Could you return the whole listing, character for character?

═══ Data records

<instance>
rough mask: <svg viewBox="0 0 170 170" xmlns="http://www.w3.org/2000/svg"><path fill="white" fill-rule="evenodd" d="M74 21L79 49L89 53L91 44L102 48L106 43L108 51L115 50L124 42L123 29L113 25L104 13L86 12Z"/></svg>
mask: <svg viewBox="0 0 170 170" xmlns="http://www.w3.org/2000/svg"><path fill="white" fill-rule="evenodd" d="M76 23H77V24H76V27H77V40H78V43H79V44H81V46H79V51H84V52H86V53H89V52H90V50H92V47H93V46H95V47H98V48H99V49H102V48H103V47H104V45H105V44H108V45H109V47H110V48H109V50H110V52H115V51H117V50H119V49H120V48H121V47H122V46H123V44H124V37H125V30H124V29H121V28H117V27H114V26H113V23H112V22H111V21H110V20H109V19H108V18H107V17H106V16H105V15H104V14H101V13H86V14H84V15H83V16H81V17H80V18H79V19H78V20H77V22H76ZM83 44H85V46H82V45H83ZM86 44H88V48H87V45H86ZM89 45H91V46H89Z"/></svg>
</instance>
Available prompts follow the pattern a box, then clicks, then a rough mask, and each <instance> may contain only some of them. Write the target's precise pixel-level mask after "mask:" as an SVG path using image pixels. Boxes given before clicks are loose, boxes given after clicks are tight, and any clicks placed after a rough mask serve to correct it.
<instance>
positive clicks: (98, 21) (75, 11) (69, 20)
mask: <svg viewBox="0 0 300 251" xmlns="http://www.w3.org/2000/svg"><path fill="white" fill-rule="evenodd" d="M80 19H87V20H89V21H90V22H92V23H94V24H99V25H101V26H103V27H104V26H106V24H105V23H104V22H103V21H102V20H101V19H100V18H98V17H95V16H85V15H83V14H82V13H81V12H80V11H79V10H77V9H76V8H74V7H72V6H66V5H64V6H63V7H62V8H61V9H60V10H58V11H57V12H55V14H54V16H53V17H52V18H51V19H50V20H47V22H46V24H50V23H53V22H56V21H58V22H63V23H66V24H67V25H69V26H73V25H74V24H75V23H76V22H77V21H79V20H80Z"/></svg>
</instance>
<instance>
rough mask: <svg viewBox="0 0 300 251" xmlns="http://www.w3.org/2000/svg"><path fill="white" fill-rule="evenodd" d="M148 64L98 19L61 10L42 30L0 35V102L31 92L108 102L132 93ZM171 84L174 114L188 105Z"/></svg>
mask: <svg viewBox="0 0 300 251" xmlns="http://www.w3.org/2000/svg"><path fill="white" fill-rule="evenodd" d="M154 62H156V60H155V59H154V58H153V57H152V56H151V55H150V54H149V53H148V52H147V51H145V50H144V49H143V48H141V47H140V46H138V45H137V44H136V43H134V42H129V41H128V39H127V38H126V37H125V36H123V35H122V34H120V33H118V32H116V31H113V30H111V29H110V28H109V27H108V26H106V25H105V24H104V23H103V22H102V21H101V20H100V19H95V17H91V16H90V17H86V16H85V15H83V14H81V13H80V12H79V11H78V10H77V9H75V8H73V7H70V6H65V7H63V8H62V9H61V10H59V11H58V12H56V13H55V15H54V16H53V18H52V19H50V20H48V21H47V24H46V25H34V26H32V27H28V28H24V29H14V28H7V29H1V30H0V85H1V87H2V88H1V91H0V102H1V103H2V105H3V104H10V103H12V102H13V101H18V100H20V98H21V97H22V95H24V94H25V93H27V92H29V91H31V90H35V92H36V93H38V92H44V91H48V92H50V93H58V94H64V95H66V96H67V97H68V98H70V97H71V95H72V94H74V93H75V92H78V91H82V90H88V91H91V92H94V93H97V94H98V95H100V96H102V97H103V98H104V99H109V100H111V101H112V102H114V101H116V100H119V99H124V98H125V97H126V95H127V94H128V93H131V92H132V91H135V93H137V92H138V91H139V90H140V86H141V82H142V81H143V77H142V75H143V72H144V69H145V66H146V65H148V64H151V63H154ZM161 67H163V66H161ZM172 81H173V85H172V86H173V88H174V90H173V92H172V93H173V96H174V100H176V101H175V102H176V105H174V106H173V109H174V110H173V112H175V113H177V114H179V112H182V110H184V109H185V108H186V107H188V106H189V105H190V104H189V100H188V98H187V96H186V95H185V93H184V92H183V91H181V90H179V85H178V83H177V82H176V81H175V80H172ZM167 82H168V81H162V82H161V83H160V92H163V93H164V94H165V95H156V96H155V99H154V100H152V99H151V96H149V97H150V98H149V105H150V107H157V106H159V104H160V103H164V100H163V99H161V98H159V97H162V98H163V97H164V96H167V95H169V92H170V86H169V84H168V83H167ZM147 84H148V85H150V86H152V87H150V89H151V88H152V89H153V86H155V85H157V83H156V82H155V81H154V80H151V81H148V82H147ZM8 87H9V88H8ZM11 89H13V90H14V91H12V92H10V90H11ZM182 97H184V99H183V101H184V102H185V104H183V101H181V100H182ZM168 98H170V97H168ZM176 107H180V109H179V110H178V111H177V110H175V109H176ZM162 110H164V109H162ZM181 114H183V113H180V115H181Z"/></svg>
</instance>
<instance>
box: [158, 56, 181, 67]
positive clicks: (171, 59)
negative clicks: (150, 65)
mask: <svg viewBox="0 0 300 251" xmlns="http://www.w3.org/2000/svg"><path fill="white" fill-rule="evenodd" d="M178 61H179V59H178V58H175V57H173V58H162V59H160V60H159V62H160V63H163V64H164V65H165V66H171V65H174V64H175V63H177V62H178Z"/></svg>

══════

Written response:
<instance>
rough mask: <svg viewBox="0 0 170 170" xmlns="http://www.w3.org/2000/svg"><path fill="white" fill-rule="evenodd" d="M74 21L79 49L89 53L91 44L102 48L106 43L108 51L115 50L124 42L123 29L113 25L104 13L86 12Z"/></svg>
mask: <svg viewBox="0 0 170 170" xmlns="http://www.w3.org/2000/svg"><path fill="white" fill-rule="evenodd" d="M76 23H77V24H76V27H77V40H78V43H79V44H81V46H79V51H84V52H86V53H89V52H90V50H92V47H93V46H95V47H98V48H99V49H102V48H103V47H104V45H105V44H108V45H109V47H110V48H109V50H110V52H115V51H117V50H119V49H120V48H121V47H122V46H123V44H124V37H125V30H124V29H121V28H117V27H114V26H113V23H112V22H111V21H110V20H109V19H108V18H107V17H106V16H105V15H104V14H101V13H86V14H84V15H83V16H81V17H80V18H79V19H78V20H77V22H76ZM83 44H85V46H82V45H83ZM86 44H88V48H87V45H86ZM89 45H91V46H89Z"/></svg>
</instance>
Available prompts follow the pattern a box, then clicks, then a rough mask, and each <instance> may contain only some of them. Write the target's precise pixel-level mask after "mask:" as an SVG path using image pixels. Boxes given before clicks are loose, boxes given after clicks are tight, and any clicks placed after a rough mask serve to correct it.
<instance>
positive clicks: (98, 21) (75, 11) (69, 20)
mask: <svg viewBox="0 0 300 251" xmlns="http://www.w3.org/2000/svg"><path fill="white" fill-rule="evenodd" d="M80 19H87V20H89V21H90V22H92V23H94V24H99V25H101V26H103V27H104V26H106V24H105V23H104V22H103V21H102V20H101V19H100V18H98V17H95V16H85V15H83V14H82V13H81V12H80V11H79V10H77V9H76V8H74V7H72V6H66V5H64V6H63V7H62V8H61V9H60V10H58V11H57V12H55V14H54V16H53V17H52V18H51V19H50V20H47V22H46V24H50V23H53V22H56V21H58V22H63V23H66V24H67V25H69V26H73V25H74V24H75V23H76V22H77V21H79V20H80Z"/></svg>
</instance>
<instance>
rough mask: <svg viewBox="0 0 300 251" xmlns="http://www.w3.org/2000/svg"><path fill="white" fill-rule="evenodd" d="M148 64L98 19L61 10L42 30L0 35V102L31 92L108 102L132 93ZM171 84L174 114L188 105Z"/></svg>
mask: <svg viewBox="0 0 300 251" xmlns="http://www.w3.org/2000/svg"><path fill="white" fill-rule="evenodd" d="M154 62H156V60H155V59H154V58H153V57H152V56H151V55H150V54H149V53H148V52H147V51H145V50H144V49H143V48H141V47H140V46H138V45H137V44H136V43H134V42H129V41H128V39H127V38H126V37H125V36H123V35H122V34H120V33H118V32H116V31H113V30H111V29H110V28H109V27H108V26H106V25H105V24H104V23H103V22H102V21H101V20H100V19H95V17H91V16H90V17H86V16H85V15H83V14H81V13H80V12H79V11H78V10H77V9H75V8H73V7H70V6H65V7H63V8H62V9H61V10H59V11H58V12H56V13H55V15H54V16H53V18H52V19H50V20H48V21H47V24H46V25H34V26H32V27H28V28H24V29H14V28H7V29H1V30H0V85H1V87H2V88H1V91H0V102H1V103H2V105H3V104H10V103H12V102H13V101H18V100H20V98H21V97H22V95H24V94H25V93H27V92H29V91H31V90H35V92H36V93H38V92H44V91H48V92H50V93H58V94H64V95H66V96H67V97H68V98H70V97H71V95H72V94H74V93H75V92H78V91H82V90H88V91H91V92H94V93H97V94H98V95H100V96H102V97H103V98H104V99H109V100H111V101H112V102H114V101H116V100H119V99H124V98H125V97H126V95H127V94H128V93H131V92H132V91H135V93H137V92H138V91H139V90H140V86H141V82H142V81H143V77H142V75H143V72H144V69H145V66H146V65H148V64H151V63H154ZM161 67H163V66H161ZM172 81H173V85H172V86H173V88H174V90H173V92H172V93H173V96H174V100H176V101H175V102H176V105H174V106H173V109H174V110H173V112H175V113H177V114H179V112H182V110H184V109H185V108H186V107H188V106H189V105H190V104H189V100H188V98H187V96H186V95H185V93H184V92H183V91H181V90H179V85H178V83H177V82H176V81H175V80H172ZM167 82H168V81H162V82H161V83H160V92H163V93H164V94H165V95H156V96H155V99H154V100H152V99H151V96H149V97H150V98H149V105H150V107H157V106H159V104H160V103H164V100H163V99H161V98H159V97H162V98H163V97H164V96H167V95H169V92H170V86H169V84H168V83H167ZM147 84H148V85H150V86H152V87H150V89H151V88H152V89H153V86H155V85H157V83H156V82H155V81H154V80H151V81H148V82H147ZM8 87H9V88H8ZM11 89H13V90H14V91H12V92H10V90H11ZM182 97H184V99H183V101H184V102H185V104H183V101H181V100H182ZM168 98H170V97H168ZM176 107H180V109H179V110H178V111H177V110H175V109H176ZM162 110H164V109H162ZM181 114H183V113H180V115H181Z"/></svg>
</instance>
<instance>
box: [158, 56, 181, 67]
positive clicks: (171, 59)
negative clicks: (150, 65)
mask: <svg viewBox="0 0 300 251" xmlns="http://www.w3.org/2000/svg"><path fill="white" fill-rule="evenodd" d="M178 61H179V59H178V58H175V57H173V58H162V59H160V60H159V62H160V63H163V64H164V65H165V66H171V65H174V64H175V63H177V62H178Z"/></svg>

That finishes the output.